[WRITTEN TASKS]:
1. From the GPU memory thread, list every configuration that the original poster says was tried and every offloading setting that the reply asks about.
2. Answer these questions using the GPU memory thread:
(a) How much memory does each of the poster's A100 GPUs have?
(b) According to the table the poster cites, how much memory does GPUs2 use?
(c) On what date was Answer 1 posted?
3. Extend the GPU memory thread past its last line.

[DOCUMENT SEGMENT]:
···
Two A100 GPUs for fine-tuning, insufficient memory?

Question

Two A100 GPUs for fine-tuning, insufficient memory?

hekaijie123 opened this issue 5 months ago · comments

Hello Author, I am using two A100 GPUs (40GB each) to run full-parameter fine-tuning. Regardless of whether I use the zero2 or zero3 configuration, it always shows that the memory is exceeded. However, according to the "Model Fine-tuning Memory Usage Statistics" table you provided below, GPUs2 uses 16GB of memory. How can this be resolved?

qianyu chen · Answer 1 · Thu Jun 13 2024 21:12:27 GMT+0800 (China Standard Time)

have you set offload the model‘s params and optimizer to cpu？
···
[RECORD EXTRACTS]:
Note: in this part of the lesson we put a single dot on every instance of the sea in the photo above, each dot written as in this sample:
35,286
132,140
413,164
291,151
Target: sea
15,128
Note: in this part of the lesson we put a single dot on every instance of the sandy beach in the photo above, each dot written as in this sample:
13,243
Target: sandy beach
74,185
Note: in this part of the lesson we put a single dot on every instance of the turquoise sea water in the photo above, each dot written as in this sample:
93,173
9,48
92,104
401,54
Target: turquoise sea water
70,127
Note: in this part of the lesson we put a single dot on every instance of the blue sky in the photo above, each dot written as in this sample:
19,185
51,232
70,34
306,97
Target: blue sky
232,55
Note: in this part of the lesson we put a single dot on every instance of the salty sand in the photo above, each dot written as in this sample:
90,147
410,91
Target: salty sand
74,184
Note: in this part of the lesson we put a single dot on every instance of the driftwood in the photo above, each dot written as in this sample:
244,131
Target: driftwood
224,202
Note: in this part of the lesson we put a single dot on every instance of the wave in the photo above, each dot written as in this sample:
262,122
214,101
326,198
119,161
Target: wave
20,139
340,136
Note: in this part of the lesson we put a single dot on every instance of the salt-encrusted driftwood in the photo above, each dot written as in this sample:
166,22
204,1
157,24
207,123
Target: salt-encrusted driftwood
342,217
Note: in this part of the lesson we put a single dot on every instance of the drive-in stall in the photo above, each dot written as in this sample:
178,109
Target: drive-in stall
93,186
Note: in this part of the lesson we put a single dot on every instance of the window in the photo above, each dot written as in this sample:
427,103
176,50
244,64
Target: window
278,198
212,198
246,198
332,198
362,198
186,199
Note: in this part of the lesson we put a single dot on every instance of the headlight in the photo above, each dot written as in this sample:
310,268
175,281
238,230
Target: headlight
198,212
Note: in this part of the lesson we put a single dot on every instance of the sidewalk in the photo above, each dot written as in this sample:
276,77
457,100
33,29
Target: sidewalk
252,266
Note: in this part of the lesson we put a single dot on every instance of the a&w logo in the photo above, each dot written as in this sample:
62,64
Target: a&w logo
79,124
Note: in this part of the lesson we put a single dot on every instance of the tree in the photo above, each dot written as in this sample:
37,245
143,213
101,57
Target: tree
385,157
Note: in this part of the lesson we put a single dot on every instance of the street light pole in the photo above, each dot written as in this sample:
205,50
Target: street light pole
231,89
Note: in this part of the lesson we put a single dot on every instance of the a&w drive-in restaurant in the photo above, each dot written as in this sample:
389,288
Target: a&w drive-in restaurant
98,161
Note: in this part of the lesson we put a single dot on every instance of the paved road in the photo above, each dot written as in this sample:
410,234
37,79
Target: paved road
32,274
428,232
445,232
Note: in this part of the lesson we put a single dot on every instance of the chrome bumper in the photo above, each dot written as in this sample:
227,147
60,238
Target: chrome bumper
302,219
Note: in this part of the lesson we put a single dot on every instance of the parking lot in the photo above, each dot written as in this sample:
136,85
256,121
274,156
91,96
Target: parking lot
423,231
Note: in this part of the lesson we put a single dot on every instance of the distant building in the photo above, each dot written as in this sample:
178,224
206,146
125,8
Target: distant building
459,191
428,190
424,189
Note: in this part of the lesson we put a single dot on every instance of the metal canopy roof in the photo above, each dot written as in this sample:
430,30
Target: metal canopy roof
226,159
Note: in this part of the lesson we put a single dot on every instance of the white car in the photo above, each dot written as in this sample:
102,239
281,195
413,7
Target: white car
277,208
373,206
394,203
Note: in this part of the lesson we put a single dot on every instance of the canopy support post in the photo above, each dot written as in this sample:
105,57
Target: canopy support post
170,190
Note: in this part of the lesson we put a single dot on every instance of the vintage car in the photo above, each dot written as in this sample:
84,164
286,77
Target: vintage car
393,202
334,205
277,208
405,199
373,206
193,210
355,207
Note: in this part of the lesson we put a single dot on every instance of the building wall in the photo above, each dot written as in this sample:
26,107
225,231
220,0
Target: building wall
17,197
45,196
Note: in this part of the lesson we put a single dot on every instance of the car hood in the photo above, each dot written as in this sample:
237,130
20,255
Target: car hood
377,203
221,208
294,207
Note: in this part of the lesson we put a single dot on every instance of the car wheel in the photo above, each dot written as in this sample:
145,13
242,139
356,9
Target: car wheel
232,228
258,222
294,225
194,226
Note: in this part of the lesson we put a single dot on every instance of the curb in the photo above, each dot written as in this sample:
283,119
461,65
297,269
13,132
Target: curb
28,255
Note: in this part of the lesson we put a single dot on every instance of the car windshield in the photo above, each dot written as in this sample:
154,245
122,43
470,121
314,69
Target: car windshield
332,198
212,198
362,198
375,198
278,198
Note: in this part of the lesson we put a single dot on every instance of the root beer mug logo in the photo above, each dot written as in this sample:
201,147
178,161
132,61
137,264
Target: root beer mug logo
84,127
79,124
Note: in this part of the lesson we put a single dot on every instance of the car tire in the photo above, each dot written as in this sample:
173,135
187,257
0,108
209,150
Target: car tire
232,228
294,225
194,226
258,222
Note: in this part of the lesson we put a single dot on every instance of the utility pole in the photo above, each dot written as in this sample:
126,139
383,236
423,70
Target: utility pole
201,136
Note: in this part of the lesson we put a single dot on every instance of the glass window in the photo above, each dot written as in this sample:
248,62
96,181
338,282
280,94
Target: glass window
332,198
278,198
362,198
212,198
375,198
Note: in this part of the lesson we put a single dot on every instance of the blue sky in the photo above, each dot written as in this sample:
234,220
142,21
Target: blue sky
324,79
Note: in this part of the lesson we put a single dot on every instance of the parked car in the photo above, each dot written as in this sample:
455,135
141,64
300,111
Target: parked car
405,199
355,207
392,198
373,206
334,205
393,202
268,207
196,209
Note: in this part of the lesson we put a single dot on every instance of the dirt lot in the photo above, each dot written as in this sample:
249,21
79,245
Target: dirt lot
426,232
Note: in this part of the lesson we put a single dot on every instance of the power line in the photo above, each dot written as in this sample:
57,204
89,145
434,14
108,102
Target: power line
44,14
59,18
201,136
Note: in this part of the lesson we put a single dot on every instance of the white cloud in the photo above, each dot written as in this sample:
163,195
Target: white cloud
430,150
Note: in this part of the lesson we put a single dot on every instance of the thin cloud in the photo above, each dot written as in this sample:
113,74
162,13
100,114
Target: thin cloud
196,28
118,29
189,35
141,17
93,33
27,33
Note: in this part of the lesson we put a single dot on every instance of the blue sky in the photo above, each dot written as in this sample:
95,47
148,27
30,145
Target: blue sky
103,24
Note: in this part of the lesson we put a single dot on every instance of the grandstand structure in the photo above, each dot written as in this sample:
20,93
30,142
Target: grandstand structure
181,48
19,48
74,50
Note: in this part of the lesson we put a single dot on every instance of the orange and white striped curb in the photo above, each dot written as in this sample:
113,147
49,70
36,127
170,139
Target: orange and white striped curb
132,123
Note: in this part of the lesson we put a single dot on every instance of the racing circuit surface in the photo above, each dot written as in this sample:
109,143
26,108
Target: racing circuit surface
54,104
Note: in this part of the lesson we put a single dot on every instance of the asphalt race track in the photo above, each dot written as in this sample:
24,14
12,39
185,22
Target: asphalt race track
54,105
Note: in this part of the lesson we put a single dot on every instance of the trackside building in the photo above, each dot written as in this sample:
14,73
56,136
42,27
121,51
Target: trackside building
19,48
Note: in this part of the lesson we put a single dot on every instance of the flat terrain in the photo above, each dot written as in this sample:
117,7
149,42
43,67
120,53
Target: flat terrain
···
[TASK-BY-TASK ANSWERS]:
1.
zero2 configuration
zero3 configuration
offloading the model's params to the CPU
offloading the optimizer to the CPU

2.
(a) 40GB
(b) 16GB
(c) Thu Jun 13 2024

3.
1SingleFeng · Answer 2 · Fri Jun 14 2024 14:14:50 GMT+0800 (China Standard Time)

You need to offload model parameters and optimizer parameters to the CPU, further reducing GPU memory usage:

1SingleFeng · Answer 3 · Fri Jun 14 2024 14:15:28 GMT+0800 (China Standard Time)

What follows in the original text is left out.